(Beginning of Provided passage)

Russiandoll's Diary

Hi Deb

Evan just gets more gorgeous with every pic. What a happy little chap he looks.

Good to see you back and with all that 'brainwork' behind you for a while. My brain is in it's usual state of flux but apart from that I'm good.

Love
 
Did a day of SS and although I'd like to jump up on a table and announce to the world 'Hey! I'm going to SS all the way to goal' I just don't feel fired up enough to make such a commitment. Instead, I'll start each day by saying 'I'll have a go at SSing today'. If I then succumb to a small low carb meal, I'm not going to consider it a failure but just a day when I happened to do 790 instead of SS.

My eldest daughter, her two girls and her dog have been living with us for a couple of weeks and will be here until June 1st. She's left her husband and the house she's going to rent isn't available until then. It can be manic at times but is actually less stressful than you'd imagine - well, I think it COULD be stressful if I allowed myself to sit and BE stressed by it. I cope by looking at the positives - its been a great opportunity to have some really good quality time with them all.

(End of Provided passage)
(Beginning of Listed entries)

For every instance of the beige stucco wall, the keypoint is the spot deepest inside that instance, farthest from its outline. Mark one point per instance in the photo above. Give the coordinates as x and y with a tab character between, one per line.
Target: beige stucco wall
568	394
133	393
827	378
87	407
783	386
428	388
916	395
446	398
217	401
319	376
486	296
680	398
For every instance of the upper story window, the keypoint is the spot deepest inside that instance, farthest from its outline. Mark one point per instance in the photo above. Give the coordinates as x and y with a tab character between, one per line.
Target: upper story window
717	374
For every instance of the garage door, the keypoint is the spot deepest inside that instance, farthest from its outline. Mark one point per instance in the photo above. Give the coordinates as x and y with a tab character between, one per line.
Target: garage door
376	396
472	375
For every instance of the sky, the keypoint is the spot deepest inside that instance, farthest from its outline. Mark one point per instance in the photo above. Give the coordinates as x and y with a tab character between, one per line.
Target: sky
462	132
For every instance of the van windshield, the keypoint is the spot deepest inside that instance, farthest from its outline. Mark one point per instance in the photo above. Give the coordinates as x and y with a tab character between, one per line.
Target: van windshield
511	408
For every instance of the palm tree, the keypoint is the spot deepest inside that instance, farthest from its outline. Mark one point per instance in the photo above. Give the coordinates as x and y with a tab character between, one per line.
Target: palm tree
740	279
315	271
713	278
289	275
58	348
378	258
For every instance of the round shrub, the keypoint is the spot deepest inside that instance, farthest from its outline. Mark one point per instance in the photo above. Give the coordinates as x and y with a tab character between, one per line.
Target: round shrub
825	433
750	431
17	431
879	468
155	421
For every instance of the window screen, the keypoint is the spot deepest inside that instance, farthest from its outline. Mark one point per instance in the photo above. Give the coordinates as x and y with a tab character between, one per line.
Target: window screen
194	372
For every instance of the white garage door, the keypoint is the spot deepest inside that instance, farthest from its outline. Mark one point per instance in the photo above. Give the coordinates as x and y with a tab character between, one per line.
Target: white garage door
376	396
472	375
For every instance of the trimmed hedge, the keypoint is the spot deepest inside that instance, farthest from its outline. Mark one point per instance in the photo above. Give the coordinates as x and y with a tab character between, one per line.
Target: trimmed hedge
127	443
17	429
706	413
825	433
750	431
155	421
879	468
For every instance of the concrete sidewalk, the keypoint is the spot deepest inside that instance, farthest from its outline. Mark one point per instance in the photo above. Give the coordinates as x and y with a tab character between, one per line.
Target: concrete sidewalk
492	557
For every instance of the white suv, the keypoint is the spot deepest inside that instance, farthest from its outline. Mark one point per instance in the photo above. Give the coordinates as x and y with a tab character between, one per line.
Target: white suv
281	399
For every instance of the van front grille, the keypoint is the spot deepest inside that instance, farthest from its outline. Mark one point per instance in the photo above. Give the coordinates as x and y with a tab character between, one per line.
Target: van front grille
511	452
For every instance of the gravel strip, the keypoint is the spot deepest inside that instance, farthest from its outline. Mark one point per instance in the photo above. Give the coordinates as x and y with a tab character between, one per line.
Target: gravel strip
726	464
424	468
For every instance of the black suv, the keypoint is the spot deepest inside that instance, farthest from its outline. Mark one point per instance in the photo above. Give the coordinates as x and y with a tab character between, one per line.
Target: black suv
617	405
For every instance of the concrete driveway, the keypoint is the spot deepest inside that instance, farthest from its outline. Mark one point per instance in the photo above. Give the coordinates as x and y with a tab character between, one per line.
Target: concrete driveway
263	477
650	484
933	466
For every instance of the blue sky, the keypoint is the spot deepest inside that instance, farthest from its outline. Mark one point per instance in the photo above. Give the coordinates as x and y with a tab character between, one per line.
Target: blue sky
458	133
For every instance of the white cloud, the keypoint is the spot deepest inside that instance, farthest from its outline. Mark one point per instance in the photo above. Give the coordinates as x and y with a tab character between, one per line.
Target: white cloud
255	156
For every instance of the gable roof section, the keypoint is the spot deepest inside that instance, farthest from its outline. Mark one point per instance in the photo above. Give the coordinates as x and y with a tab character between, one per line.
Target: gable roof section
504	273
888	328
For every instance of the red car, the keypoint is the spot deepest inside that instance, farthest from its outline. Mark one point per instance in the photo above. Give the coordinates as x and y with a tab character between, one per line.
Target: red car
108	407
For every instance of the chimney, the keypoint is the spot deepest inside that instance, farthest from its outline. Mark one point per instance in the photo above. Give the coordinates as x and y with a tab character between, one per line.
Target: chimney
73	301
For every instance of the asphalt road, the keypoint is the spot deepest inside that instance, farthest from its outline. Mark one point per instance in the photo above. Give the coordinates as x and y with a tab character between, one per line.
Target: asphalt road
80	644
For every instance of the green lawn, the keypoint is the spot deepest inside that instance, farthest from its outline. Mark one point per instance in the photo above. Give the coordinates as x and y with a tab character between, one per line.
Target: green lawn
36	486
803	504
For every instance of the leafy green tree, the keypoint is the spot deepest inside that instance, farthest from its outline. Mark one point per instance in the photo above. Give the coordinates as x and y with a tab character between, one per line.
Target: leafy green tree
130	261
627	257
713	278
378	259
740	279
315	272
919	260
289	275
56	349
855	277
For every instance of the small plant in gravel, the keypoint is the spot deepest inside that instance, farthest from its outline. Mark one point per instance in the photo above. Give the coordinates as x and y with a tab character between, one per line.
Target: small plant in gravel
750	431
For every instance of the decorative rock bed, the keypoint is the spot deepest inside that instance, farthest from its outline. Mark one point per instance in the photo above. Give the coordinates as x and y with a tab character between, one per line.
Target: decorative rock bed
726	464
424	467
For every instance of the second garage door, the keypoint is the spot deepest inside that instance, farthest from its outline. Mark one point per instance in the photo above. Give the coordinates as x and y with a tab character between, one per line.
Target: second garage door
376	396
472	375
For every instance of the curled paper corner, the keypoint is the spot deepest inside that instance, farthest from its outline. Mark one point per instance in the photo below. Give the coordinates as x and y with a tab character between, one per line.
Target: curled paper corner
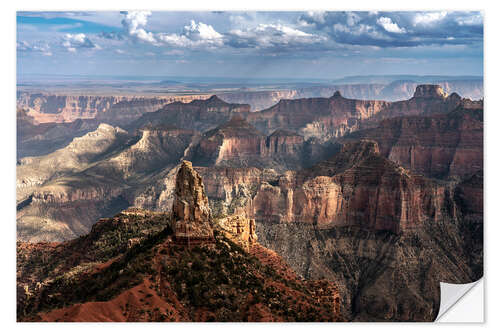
457	306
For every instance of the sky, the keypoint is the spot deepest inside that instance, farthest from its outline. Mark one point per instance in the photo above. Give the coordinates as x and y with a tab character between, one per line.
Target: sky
310	45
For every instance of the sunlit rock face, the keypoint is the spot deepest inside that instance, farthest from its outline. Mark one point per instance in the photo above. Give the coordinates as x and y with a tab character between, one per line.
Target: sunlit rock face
191	214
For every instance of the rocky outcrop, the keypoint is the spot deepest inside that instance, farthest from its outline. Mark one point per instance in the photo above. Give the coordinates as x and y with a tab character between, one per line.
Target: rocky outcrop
131	268
357	187
125	112
329	118
191	213
384	234
322	118
116	110
441	145
200	115
238	144
240	230
392	91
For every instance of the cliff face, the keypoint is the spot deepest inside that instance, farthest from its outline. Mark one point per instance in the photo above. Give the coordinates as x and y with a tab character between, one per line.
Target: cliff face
191	214
116	110
392	91
322	118
200	115
238	144
358	187
329	118
62	194
386	235
440	145
132	267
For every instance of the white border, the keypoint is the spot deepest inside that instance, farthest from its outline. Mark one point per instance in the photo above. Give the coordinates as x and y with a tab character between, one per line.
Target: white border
7	132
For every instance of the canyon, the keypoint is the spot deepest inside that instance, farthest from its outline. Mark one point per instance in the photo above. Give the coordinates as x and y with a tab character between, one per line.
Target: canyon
174	266
383	199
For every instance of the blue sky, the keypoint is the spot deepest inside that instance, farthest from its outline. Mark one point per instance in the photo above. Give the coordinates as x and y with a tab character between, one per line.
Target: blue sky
322	45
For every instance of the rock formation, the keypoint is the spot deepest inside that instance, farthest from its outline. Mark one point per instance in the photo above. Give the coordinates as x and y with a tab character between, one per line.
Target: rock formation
388	91
200	115
440	145
116	110
191	213
240	230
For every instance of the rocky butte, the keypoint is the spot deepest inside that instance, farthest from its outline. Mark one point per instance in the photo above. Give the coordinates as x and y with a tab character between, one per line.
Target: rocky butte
136	267
191	214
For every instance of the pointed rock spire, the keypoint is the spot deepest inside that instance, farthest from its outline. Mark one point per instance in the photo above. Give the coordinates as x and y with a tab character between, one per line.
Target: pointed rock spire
191	213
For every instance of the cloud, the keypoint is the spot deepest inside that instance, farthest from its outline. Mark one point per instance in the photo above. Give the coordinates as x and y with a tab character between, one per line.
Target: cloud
429	17
37	47
397	29
390	26
271	36
72	42
193	35
134	23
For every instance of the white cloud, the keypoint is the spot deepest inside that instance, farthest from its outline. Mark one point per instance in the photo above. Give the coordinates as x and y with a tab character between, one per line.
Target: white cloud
134	23
271	35
40	47
428	18
390	26
72	42
193	35
476	19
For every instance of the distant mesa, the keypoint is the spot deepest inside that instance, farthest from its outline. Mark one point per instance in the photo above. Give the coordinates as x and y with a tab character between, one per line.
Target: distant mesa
429	91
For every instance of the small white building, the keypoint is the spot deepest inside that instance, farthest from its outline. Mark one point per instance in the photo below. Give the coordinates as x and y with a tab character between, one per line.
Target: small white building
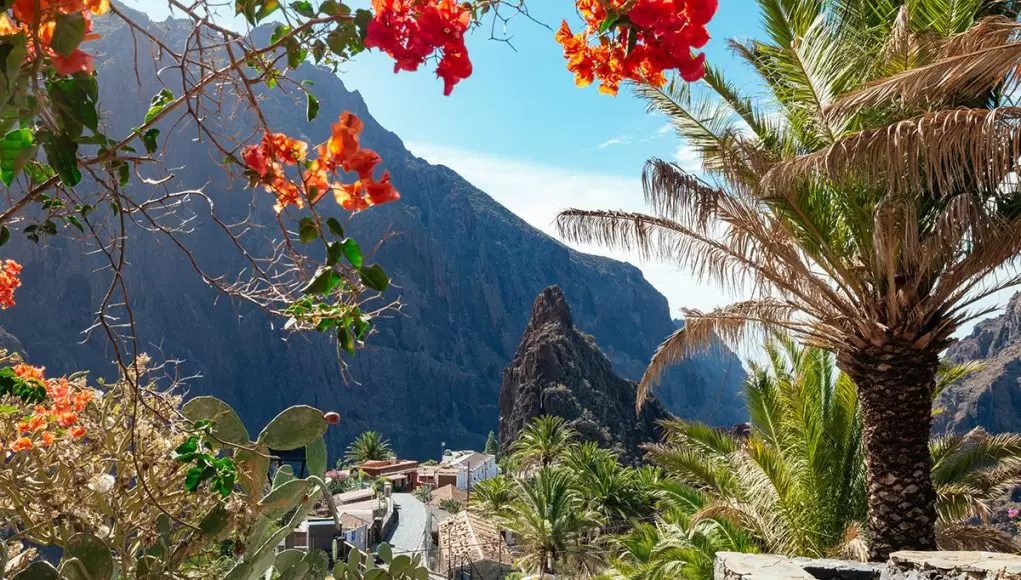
472	467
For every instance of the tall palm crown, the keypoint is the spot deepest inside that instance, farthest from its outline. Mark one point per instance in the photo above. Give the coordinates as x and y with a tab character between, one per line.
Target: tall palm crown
865	208
542	442
369	446
797	482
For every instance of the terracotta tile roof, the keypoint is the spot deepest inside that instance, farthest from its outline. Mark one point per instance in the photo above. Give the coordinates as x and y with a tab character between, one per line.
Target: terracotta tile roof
469	536
350	522
448	492
473	461
353	495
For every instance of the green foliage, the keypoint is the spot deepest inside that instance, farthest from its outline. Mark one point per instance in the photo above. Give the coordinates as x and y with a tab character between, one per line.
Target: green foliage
359	567
450	505
31	391
369	446
542	442
796	485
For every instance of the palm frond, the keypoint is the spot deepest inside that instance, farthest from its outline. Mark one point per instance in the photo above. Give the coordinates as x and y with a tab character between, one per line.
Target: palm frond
967	67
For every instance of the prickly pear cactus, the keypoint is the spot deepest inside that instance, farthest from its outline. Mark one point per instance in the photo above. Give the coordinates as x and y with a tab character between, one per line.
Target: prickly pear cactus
402	567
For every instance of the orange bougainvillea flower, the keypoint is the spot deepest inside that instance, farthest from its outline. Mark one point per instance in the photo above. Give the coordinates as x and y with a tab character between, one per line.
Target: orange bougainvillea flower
82	399
341	152
28	372
21	444
282	147
9	281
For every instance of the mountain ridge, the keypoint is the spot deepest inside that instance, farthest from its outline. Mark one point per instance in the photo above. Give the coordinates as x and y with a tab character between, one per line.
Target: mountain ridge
466	270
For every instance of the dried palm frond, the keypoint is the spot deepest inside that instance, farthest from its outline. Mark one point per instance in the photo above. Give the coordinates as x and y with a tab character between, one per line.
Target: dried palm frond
967	66
974	538
947	150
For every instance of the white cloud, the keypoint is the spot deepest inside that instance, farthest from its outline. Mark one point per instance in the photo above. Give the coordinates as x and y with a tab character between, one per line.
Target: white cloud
687	158
619	140
537	192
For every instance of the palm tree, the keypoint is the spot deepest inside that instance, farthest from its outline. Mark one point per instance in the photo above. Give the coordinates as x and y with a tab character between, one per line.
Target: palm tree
542	442
865	205
797	482
613	490
553	526
493	496
682	542
369	446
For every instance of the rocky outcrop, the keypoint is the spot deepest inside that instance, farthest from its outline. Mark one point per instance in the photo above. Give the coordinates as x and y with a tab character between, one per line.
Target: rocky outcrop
991	397
465	268
561	371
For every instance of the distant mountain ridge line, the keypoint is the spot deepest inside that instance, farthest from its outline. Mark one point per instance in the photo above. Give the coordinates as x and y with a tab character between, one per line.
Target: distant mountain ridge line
468	271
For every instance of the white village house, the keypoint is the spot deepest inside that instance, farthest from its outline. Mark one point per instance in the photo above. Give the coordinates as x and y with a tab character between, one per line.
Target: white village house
471	467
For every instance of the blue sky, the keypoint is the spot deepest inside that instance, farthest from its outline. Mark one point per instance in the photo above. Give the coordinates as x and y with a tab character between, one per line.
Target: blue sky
520	130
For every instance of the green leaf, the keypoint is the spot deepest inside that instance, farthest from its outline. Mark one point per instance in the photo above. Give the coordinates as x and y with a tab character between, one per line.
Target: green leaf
16	149
124	174
159	102
353	252
227	425
374	277
295	427
265	8
39	172
334	252
61	152
67	33
304	8
311	106
345	339
75	101
335	227
307	231
325	281
609	22
149	138
279	33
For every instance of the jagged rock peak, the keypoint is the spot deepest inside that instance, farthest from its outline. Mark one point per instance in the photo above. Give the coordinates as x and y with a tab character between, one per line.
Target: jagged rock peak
550	307
561	371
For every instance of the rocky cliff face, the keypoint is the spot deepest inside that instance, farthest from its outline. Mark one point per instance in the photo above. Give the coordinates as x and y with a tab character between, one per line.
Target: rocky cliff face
562	372
465	268
991	397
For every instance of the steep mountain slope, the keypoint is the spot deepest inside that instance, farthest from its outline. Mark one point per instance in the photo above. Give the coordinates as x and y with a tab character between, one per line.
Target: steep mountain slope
991	397
560	371
466	270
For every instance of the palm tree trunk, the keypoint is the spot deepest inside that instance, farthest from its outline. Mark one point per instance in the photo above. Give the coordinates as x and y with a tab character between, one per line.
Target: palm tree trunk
894	385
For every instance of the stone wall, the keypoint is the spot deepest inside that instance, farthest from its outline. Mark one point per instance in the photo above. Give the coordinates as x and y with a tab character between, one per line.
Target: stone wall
902	566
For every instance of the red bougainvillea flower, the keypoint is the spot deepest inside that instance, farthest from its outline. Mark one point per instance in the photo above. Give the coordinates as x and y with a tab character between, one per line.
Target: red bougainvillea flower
410	32
9	281
28	372
282	147
21	444
341	152
652	37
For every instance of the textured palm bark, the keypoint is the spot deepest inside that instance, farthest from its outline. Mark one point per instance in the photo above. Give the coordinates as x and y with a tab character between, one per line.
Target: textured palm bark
894	386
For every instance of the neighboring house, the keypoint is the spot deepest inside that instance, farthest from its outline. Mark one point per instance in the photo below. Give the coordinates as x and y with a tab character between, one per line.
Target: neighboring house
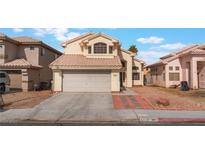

(End of Listed entries)

[Work task 1]
According to the diary, until what date will the eldest daughter and her family be staying?
[Work task 2]
Copy the stretch of the diary from "Did a day of" through "instead of SS.".
[Work task 3]
Proceed with the diary from its final sentence onward.

[Task output 1]
Until June 1st.

[Task output 2]
Did a day of SS and although I'd like to jump up on a table and announce to the world 'Hey! I'm going to SS all the way to goal' I just don't feel fired up enough to make such a commitment. Instead, I'll start each day by saying 'I'll have a go at SSing today'. If I then succumb to a small low carb meal, I'm not going to consider it a failure but just a day when I happened to do 790 instead of SS.

[Task output 3]
My dad is still hanging on - I have no idea how because he's just a pitiful scrap now. The doctor has arranged an electric hospital bed to be delivered to their flat today which will at least give him a degree of comfort in his last days. He hasn't been able to lie in a normal bed for months because of the huge tumour in his lung and has spent that time on a reclining chair in the living room - not ideal.
As I see him fade and realise that he's now on his final run home, I find myself in a state of 'peaceful limbo'. It's the calm before the storm ... a sad but resigned acceptance of the inevitable.

Under the circumstances, I'm going to take each day at face value - do what I can with whatever there is to be dealt with, be that coping with my dad's decline, sticking to my diet, doing exercise, catching up on housework or whatever else presents itself.

In the words of The Beatles, I'm going to 'Let it be'.
 
That's a brilliant attitude hun. Sometimes is just best to "go with the flow" rather than try to fight against it. Sending you lots and lots of hugs x x x
 
Oh Debbie - I wish I could give you a real hug. You are so brave, so sensible, if it doesn't sound too weird, I am so proud of you for coping as you do.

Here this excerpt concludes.